• _Problem requirements_:
Which lines in the material below contain the word "building"? Copy each one in full.

-- start Input data --

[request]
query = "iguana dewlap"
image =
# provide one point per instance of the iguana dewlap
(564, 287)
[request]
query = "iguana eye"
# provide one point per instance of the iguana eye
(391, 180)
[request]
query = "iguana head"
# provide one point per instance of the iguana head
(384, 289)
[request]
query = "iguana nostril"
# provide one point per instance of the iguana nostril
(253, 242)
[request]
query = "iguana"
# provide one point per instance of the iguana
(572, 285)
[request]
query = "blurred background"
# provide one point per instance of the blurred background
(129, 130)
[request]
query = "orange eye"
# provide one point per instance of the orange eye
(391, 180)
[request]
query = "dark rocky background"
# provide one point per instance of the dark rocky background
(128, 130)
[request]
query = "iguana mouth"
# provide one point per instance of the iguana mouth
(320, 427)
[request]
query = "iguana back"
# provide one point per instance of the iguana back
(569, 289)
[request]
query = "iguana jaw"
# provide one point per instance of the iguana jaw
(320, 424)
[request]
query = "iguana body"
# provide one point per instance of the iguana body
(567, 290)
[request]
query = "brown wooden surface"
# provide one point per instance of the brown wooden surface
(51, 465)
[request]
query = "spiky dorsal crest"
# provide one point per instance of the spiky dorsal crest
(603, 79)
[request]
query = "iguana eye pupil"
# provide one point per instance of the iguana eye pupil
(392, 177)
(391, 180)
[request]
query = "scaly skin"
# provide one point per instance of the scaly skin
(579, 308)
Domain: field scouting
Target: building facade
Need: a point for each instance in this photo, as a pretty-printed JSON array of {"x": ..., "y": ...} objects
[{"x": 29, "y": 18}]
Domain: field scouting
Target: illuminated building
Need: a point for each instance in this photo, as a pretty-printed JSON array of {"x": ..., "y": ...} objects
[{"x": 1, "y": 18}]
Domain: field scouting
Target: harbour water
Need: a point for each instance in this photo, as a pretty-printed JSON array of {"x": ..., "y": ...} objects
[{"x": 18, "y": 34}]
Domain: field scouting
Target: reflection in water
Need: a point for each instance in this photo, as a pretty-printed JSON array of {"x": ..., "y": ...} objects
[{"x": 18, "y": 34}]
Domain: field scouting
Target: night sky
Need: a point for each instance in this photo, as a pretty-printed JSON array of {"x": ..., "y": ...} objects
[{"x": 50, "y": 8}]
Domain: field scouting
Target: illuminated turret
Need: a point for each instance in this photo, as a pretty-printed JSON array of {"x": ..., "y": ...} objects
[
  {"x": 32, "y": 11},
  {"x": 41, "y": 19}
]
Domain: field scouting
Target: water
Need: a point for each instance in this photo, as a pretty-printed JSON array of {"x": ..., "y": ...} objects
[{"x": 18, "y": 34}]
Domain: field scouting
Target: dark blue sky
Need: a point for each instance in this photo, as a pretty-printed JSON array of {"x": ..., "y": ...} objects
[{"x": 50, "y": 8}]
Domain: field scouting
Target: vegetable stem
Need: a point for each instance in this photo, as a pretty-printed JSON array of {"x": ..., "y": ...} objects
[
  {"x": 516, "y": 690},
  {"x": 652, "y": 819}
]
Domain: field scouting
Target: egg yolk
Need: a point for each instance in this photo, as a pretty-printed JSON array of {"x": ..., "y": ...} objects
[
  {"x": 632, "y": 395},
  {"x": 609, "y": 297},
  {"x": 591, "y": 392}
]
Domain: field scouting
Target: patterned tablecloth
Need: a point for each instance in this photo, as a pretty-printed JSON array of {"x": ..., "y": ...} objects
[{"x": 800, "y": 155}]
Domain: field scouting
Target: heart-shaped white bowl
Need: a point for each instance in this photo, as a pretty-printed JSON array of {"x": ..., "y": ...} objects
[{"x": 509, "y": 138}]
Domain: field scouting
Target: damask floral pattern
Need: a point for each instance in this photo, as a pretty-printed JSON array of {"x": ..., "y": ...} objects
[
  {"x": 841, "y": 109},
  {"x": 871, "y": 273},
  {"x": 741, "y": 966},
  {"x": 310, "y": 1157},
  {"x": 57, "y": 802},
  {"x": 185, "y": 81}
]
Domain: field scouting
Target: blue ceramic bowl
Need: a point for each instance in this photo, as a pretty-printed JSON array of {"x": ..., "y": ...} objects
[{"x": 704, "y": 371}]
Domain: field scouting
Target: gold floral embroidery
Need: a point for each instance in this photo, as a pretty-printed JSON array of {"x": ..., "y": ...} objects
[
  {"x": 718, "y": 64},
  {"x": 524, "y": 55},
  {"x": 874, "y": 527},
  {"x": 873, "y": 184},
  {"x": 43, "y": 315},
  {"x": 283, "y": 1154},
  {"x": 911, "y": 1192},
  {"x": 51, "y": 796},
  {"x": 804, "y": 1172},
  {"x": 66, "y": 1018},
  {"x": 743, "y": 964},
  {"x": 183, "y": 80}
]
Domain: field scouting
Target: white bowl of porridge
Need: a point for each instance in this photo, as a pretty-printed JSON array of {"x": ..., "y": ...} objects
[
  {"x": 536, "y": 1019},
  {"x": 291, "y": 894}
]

-- end Input data --

• _Worked solution_:
Target: building facade
Target: illuminated building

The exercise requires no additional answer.